Actions to take >>
a – From the optic focusing post, list every S2 reflector measurement with its value.
b – In the optic focusing post, how far above the granite surface plate is the lux meter sensor mounted?
c – Reproduce the optic focusing post word for word, starting at "The optic is" and ending at "at a constant current.".

Passage >>
════════════════
I will be characterizing various optic and LED combinations to determine the focusing characteristics and optimal centering gasket thickness. I will update this thread with the tests as I do them.
At present this is not a test of the ultimate performance of the optic or LED, but this information may be added later.
About the test setup:
The focal distance test is conducted on a granite surface plate, with the sensor of an Extech EA30 Lux meter affixed 1.33 meters above it.
A plumb bob is used to center the lux meter sensor above the reflector.
The optic is affixed to a 12” Mitutoyo height gage.
The LED is clamped to a fan cooled CPU heatsink. (Intel D60188-001)
The LED is powered by a benchtop power supply at a constant current.
The test starts with the bottom of the optic being flush against the top surface of the MCPCB, i.e. there is no gap between them.
The height gage is moved upward in .001” increments and the lux value is recorded at each interval.
The results are graphed.
Any points on the graph which appear errant are measured again along with the neighboring points. The variance between the initial test values and the new ones is accounted for, e.g., if the new set of measurements are reading 0.03 lux above the former set, .03 lux is subtracted from the results in order to correct the errant value from the original measurement set.
Weights are measured with a Vertias S303 precision balance. Calibrated with Troemner 7017-0 UltraClass 100g weight.
Test #1:
Convoy S2 SMO reflector (not s2+) with an OSRAM KW CSLNM1.TG (1mm2) LED, also commonly known as WF1, mounted on a Convoy 20mm star. LED was installed by Convoy.
OSRAM KW CSLNM1.TG is a domeless 3030 LED with a 1mm x 1mm emitter area.
Measured width of package: 3.00mm x 3.00mm
Height: top surface measured to be .028” [.71mm] above the top face of the MCPCB. This may vary slightly depending on solder thickness.
S2 Reflector measurements:
Diameter: 0.813” [20.65mm]
Height: 0.755” [19.18mm]
Clear aperture: 0.725” [18.42mm] (approximately)
Vertex opening diameter: 0.197” [5.0mm]
Focal length of the parabola: .04” [1mm] (estimated)
Weight: 6.663 grams
LED was powered at 700mA constant current.
════════════════
Dataset extract >>
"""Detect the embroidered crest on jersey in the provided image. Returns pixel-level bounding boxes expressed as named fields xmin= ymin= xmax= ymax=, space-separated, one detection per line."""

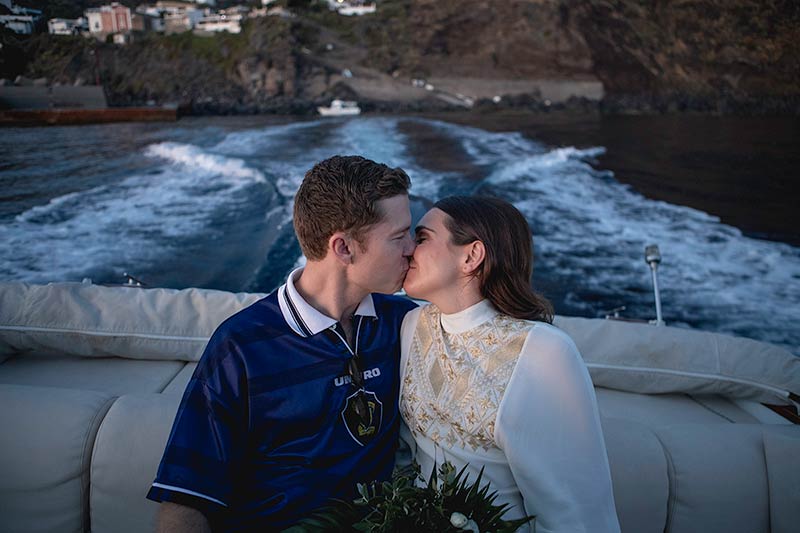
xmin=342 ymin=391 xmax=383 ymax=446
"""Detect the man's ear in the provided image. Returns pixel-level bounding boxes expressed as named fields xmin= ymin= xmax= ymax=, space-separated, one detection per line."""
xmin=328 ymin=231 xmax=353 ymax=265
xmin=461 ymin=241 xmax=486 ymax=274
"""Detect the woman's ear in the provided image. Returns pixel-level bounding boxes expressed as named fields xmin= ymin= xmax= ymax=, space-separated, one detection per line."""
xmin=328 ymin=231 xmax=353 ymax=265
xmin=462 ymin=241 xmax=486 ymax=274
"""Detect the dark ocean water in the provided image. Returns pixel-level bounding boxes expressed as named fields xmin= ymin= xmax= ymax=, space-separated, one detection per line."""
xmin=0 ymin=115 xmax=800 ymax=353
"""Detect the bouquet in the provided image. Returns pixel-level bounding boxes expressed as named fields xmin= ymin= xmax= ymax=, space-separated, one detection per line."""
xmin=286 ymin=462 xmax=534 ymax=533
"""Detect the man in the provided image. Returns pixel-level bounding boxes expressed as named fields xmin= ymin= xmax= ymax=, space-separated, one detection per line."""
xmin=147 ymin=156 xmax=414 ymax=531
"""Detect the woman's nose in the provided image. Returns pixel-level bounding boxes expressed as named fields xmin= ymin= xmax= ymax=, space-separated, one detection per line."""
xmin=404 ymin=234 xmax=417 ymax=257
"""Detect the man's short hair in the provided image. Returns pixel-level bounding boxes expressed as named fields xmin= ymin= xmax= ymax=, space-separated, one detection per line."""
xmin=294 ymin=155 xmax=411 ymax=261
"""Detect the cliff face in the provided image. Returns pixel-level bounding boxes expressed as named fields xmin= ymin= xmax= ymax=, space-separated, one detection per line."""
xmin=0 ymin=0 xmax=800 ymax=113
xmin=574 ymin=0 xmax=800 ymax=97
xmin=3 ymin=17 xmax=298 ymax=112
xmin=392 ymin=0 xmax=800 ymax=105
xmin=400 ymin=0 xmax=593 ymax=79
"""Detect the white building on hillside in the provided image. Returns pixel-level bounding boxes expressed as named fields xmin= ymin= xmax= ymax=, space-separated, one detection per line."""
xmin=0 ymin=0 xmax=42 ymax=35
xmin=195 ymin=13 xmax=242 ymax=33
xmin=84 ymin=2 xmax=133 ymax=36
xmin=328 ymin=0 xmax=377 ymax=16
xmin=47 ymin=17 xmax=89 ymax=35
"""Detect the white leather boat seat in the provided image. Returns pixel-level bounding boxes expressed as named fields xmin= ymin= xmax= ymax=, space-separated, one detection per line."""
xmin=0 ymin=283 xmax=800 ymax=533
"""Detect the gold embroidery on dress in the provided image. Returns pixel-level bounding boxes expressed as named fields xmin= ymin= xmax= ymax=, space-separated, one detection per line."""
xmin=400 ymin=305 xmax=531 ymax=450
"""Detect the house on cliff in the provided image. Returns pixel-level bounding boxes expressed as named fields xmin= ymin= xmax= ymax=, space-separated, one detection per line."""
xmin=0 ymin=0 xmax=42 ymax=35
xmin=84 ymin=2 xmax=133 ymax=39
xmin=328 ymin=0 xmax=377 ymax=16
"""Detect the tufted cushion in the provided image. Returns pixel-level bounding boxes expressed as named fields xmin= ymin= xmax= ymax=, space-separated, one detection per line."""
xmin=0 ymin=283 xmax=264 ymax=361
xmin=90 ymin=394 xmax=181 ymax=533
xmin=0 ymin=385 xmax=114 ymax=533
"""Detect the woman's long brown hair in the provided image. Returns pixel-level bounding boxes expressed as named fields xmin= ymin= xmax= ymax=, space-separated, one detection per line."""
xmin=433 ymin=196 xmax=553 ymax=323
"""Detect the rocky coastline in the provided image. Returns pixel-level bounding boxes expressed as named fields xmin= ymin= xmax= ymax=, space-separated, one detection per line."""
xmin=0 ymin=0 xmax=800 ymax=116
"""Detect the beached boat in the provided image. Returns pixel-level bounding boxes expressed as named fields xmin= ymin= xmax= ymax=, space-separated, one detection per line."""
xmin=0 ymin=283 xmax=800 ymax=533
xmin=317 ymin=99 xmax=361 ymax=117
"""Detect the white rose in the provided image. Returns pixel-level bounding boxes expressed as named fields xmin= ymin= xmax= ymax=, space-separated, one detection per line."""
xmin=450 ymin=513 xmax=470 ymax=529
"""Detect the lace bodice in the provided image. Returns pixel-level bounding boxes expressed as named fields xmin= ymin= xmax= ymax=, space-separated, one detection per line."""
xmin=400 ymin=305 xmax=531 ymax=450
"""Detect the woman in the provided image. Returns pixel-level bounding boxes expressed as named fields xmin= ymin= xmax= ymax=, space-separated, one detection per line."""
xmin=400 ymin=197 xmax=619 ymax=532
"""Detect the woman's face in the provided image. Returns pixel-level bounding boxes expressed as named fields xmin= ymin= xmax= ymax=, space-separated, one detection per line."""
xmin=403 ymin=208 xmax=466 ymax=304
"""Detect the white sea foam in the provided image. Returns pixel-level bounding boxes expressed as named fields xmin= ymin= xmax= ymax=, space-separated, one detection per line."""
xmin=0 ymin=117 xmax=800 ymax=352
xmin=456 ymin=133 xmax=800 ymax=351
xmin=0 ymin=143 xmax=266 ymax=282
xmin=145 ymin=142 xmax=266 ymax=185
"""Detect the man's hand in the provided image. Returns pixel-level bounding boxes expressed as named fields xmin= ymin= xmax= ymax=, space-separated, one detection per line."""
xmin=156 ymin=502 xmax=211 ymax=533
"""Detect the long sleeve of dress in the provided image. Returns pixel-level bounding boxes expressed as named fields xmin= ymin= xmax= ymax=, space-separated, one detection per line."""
════════════════
Full answers >>
a –
- Diameter: 0.813” [20.65mm]
- Height: 0.755” [19.18mm]
- Clear aperture: 0.725” [18.42mm] (approximately)
- Vertex opening diameter: 0.197” [5.0mm]
- Focal length of the parabola: .04” [1mm] (estimated)
- Weight: 6.663 grams

b – 1.33 meters.

c –
The optic is affixed to a 12” Mitutoyo height gage.
The LED is clamped to a fan cooled CPU heatsink. (Intel D60188-001)
The LED is powered by a benchtop power supply at a constant current.